Passage given:
• • •

The respective borrowers paid fees to the lender of approximately $55,300 for
the loan on Newport Plaza and approximately $42,650 for the loan on Halifax
Plaza. The respective borrowers also paid fees to iCap Realty Advisors of 0.75%
of the aggregate loan amounts ($36,750 for Newport Plaza and $36,750 for Halifax
Plaza) in connection with the placement of the financing with Citizens Bank of
Pennsylvania.

The total cash requirements, including the purchase price above the
previously-described first mortgage financings for the three properties, plus
closing costs, costs of interest rate swaps, and fees were approximately
$4,898,475. Of the cash requirements at closing, Kimco Preferred Investor III,
Inc. ("Kimco Investor") funded approximately $3,740,000. The Company has
previously concluded the purchase of the Loyal Plaza Shopping Center,
Williamsport, Pennsylvania, in a joint venture arrangement with another
affiliate of Kimco Realty Corporation as further described in the 8-K flied for
that transaction. The funds contributed by the Operating Partnership to Fairport
Associates, L.P., approximately $1,160,000, were funded from available cash,
including proceeds of certain investments made in certain units of the Operating
Partnership by Homburg Invest (USA) Inc. as described in an earlier 8-K filing.

APC Realty Advisors, Inc., as advisor to the Company in connection with
placement of first mortgage financing with GECC and equity funding by (an
affiliate of) Kimco Realty Corporation, will receive $100,000 in cash. Such
amounts are in addition to the cash contributions to equity described above.

Cedar Bay Realty Advisors, Inc. ("CBRA"), the investment advisor to the Company
and the Operating Partnership, wholly-owned by Leo S. Ullman, Chairman and
President of the Company, will receive acquisition fees in the aggregate amount
of $180,400 (1% of the purchase price of each of the properties in accordance
with the Administrative and Advisory Agreement, as amended, currently in effect
between the Company and CBRA), which will be paid by the Company out of
available cash flow. Such amounts are also in addition to the cash contributions
to equity described above.

• • •

Material provided:
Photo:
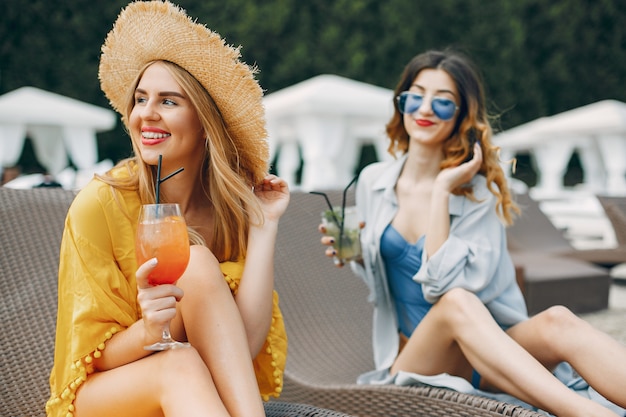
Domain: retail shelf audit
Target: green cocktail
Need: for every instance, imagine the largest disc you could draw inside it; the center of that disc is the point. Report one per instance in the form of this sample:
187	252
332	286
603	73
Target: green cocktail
348	245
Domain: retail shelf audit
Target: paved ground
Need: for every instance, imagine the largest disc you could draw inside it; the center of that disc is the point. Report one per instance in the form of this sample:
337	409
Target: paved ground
613	320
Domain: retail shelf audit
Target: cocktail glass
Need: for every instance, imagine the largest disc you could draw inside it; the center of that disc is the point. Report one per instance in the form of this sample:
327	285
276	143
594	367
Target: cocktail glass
162	234
345	230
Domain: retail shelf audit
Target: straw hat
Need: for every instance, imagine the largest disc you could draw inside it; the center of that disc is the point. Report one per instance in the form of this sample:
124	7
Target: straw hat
160	30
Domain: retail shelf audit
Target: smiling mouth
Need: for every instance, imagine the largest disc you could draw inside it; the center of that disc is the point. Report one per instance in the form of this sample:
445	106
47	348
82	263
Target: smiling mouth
154	135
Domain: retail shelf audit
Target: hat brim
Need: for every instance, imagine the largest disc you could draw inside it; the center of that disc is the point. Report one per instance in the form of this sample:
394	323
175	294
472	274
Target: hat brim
158	30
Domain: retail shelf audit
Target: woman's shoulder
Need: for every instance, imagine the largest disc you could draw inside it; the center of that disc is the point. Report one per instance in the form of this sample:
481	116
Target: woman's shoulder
375	170
98	196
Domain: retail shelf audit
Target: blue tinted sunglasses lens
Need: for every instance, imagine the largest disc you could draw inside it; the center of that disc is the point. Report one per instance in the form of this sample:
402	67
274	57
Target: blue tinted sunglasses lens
443	108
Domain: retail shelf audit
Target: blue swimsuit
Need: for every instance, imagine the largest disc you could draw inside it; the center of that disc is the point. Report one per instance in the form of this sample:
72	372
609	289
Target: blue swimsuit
402	261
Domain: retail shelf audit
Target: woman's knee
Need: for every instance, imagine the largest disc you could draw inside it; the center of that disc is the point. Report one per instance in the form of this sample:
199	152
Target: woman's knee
557	320
459	305
203	269
184	365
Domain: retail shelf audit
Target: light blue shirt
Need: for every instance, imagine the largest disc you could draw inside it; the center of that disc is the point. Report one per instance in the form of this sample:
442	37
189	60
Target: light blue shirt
402	260
474	256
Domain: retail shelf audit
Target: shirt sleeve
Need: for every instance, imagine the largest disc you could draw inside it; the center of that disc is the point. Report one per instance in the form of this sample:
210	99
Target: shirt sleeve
471	256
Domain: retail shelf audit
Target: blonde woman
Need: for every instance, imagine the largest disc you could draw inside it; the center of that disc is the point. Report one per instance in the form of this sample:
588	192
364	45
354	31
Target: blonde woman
184	96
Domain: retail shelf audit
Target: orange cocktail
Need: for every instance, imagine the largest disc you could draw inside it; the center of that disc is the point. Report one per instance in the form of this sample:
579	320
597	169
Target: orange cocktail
166	239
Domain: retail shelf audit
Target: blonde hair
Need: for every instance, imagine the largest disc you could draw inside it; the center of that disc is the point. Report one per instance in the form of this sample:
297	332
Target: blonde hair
472	125
227	186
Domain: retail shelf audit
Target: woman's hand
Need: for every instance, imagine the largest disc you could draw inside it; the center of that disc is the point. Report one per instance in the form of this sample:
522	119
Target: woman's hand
273	195
330	241
451	178
157	302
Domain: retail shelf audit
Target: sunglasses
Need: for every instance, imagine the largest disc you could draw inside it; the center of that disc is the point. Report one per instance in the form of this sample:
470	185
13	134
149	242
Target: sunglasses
409	102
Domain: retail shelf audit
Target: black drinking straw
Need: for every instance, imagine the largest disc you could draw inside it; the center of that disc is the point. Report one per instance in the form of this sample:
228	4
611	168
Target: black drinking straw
330	206
343	206
160	180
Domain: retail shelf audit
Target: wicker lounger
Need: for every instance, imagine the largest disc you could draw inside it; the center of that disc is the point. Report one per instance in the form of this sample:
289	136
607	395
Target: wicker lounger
329	324
31	224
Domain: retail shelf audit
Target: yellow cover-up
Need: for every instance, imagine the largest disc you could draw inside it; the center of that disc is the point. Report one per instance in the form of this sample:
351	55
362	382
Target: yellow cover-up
98	294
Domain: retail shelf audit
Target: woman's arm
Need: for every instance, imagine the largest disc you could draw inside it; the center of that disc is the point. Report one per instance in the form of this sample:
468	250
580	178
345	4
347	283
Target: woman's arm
255	294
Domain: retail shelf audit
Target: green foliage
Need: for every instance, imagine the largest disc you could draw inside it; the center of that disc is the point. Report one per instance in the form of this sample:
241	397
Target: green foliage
537	57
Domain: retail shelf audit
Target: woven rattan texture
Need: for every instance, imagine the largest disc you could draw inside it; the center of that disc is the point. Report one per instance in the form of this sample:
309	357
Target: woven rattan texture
329	321
30	235
282	409
31	225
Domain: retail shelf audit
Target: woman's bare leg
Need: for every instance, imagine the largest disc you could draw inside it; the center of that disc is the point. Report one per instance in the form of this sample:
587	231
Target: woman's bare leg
557	335
213	325
459	330
170	383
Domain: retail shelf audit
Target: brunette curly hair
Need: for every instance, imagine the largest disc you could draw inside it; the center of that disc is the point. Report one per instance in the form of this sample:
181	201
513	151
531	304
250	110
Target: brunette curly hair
472	124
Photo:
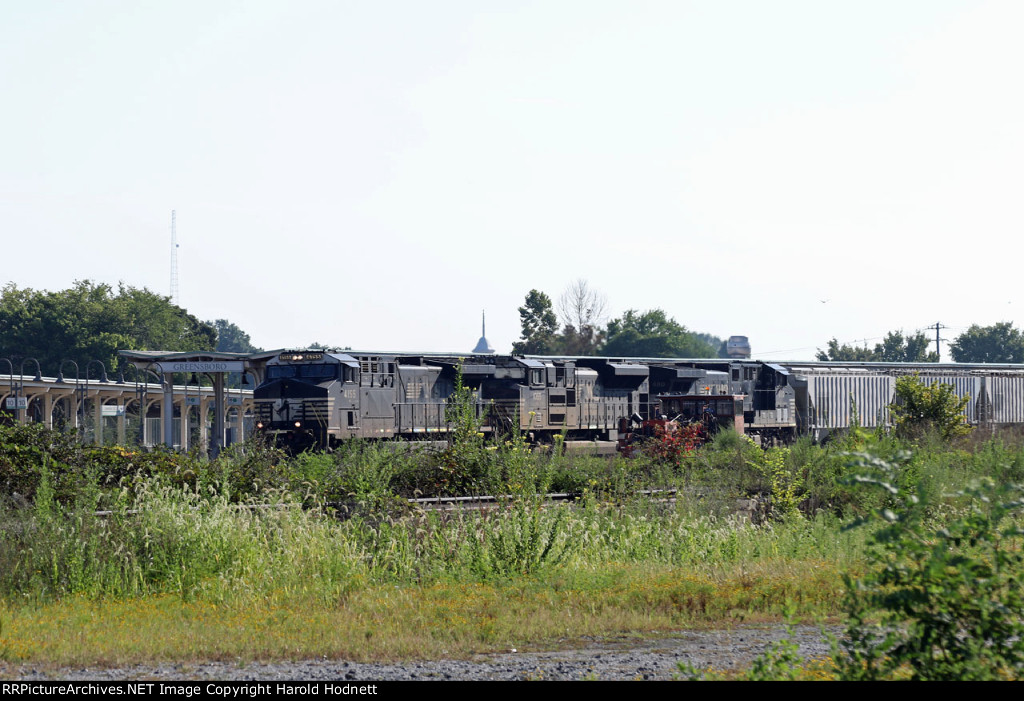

• • •

Work instructions:
According to the property financing passage, how much of the cash requirements at closing did Kimco Preferred Investor III, Inc. fund?

The answer:
Approximately $3,740,000.